SUPPLIED RECORDS:
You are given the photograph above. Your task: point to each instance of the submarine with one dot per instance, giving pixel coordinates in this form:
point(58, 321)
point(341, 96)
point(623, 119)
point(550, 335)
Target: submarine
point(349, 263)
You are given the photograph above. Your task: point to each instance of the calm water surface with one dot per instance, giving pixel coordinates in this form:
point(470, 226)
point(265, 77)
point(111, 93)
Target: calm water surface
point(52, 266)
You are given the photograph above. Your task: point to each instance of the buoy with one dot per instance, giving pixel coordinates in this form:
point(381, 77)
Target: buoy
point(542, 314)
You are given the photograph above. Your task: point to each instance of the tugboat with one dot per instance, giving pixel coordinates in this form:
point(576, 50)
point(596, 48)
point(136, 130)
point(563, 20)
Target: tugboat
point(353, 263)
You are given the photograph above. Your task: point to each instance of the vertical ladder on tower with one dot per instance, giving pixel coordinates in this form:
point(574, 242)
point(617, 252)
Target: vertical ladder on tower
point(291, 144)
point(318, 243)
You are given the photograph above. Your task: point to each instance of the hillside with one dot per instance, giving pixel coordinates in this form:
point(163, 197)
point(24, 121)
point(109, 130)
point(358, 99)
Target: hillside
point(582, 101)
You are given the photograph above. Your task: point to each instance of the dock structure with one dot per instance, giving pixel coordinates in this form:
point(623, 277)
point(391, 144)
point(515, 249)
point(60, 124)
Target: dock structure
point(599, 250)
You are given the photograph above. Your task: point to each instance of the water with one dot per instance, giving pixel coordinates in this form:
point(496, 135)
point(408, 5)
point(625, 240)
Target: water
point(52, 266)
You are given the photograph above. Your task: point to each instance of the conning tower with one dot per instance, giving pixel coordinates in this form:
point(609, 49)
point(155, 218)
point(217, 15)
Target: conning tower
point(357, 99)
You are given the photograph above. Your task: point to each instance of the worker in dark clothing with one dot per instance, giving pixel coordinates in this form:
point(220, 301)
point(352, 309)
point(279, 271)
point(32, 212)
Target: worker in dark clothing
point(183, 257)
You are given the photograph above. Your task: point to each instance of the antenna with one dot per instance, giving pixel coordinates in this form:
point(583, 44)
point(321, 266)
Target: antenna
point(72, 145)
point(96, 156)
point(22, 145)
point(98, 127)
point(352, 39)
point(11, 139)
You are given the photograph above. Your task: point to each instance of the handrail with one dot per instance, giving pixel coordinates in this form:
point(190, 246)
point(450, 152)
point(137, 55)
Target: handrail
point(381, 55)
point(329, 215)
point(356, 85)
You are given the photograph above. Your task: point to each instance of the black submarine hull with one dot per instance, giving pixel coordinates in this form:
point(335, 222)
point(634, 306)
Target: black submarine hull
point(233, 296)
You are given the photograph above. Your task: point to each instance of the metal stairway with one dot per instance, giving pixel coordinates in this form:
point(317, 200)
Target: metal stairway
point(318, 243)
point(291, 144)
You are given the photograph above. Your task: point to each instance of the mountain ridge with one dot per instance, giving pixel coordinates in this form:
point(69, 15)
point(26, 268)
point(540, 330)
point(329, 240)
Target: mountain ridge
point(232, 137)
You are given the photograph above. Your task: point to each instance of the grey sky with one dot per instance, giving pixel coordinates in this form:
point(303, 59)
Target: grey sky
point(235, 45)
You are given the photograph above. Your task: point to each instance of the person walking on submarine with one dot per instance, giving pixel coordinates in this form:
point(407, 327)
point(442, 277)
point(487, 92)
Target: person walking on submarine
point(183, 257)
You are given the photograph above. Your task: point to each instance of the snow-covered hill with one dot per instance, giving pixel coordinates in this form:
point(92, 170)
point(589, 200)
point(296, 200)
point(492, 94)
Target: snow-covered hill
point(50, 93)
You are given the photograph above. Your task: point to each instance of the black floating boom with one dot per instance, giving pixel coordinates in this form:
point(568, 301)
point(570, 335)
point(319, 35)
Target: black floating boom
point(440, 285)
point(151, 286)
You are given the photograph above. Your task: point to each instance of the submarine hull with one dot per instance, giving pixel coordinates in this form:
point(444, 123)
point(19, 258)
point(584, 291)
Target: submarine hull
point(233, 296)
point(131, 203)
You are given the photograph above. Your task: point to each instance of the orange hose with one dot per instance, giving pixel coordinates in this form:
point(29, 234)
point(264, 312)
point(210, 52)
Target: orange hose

WRITTEN INSTRUCTION:
Output the full listing without altering anything.

FINAL RESULT:
You are given the photograph above. Your task: point to each instance of the submarine with one dot per instance, giving pixel coordinates in this form:
point(58, 321)
point(341, 96)
point(623, 119)
point(550, 335)
Target: submarine
point(349, 263)
You are given the photograph above. Your task: point to each instance of the calm water surface with one dot per instance, giving pixel coordinates in this form:
point(470, 226)
point(265, 77)
point(111, 93)
Target: calm water surface
point(52, 266)
You are given the photograph above. Your task: point to each instance of the buoy with one dot per instance, giving pixel coordinates in this form:
point(381, 77)
Target: buoy
point(542, 314)
You are given the photograph above. Your task: point to each instance of the tugboat with one dot per instance, giving pixel coordinates in this form:
point(576, 50)
point(596, 48)
point(136, 130)
point(563, 20)
Target: tugboat
point(353, 263)
You are given the photograph above. Your task: point to each instance of the vertical ladder on tower with one dot per instance, giving pixel coordinates in this form:
point(574, 242)
point(617, 252)
Target: vertical ladder on tower
point(291, 144)
point(318, 243)
You are given the photograph above. Your task: point to each instance of the hillside with one dot per instance, giving pixel coordinates in this form:
point(163, 197)
point(24, 121)
point(109, 130)
point(358, 99)
Target: hillside
point(582, 101)
You are given the photograph above. Your task: point to each instance of the dock structure with one dot per instance, giving pixel coordinates in this form:
point(623, 277)
point(391, 144)
point(515, 249)
point(60, 124)
Target: dock structure
point(599, 250)
You are given the photograph above. Your task: point to each instance of the water with one dot per instance, giving pixel coordinates in this form:
point(496, 135)
point(408, 5)
point(625, 240)
Target: water
point(52, 266)
You are given the photograph above. Your task: point to each instance of the conning tower with one dot per instance, giving pixel coordinates in this form:
point(609, 49)
point(155, 218)
point(217, 15)
Target: conning tower
point(357, 99)
You are given the photograph above. Your task: point to each instance of the worker in dark clothing with one dot per instance, giving pixel coordinates in this form:
point(220, 301)
point(352, 309)
point(279, 271)
point(32, 212)
Target: worker in dark clothing
point(183, 257)
You are given the photograph above. Your task: point to each instance of the antenna with one dot per instance, giving pixel coordinates in this form:
point(583, 44)
point(321, 266)
Target: antenna
point(72, 145)
point(96, 156)
point(22, 145)
point(98, 127)
point(352, 39)
point(11, 139)
You are given the photograph above. Your task: point to each instance of the handrail with one dot per instance, giving pixel coordinates in this form:
point(190, 246)
point(450, 152)
point(137, 55)
Target: handrail
point(381, 55)
point(329, 215)
point(356, 85)
You are given the photograph above. Your task: point to each instance of the black submarine hull with one dot per instance, giving pixel coordinates in this form:
point(335, 222)
point(634, 306)
Target: black submarine hull
point(233, 296)
You are given the photograph above. Your task: point to each instance of the metal stairway with one dot per instance, giving pixel coordinates in this form:
point(317, 200)
Target: metal stairway
point(318, 243)
point(291, 144)
You are given the photograph above. Your task: point to each instance of the mountain ridge with one dot per instance, giving pixel coordinates in this form:
point(69, 15)
point(26, 268)
point(540, 330)
point(329, 240)
Target: mountain ridge
point(232, 137)
You are given the photograph above. Your task: point to each instance of the grey sky with one dot per instance, giving pixel coordinates in this form:
point(303, 59)
Target: grey sky
point(235, 45)
You are given the photograph above. Your task: point to each instance of the person walking on submarine with one dot per instance, giving pixel coordinates in this form:
point(407, 327)
point(442, 277)
point(487, 92)
Target: person walking on submarine
point(183, 257)
You are given the photograph above. Your task: point to each instance of the snow-covered hill with one dot per instance, giving pixel coordinates in this form:
point(92, 170)
point(589, 200)
point(296, 200)
point(492, 94)
Target: snow-covered hill
point(50, 93)
You are given the photograph above. Your task: point to each instance of the black floating boom with one dot per instance, giving pixel coordinates in this form:
point(568, 301)
point(570, 335)
point(319, 35)
Target: black floating boom
point(440, 285)
point(151, 286)
You are given the photograph above. Your task: point to each instance of the submarine hull with one dot per instance, giving pixel coordinates in this form:
point(444, 123)
point(19, 258)
point(584, 291)
Target: submarine hull
point(233, 296)
point(131, 203)
You are given the photograph above. Your task: point to each instance of the orange hose with one dot per instance, giving pixel coordinates in this form:
point(29, 234)
point(264, 312)
point(210, 52)
Target: orange hose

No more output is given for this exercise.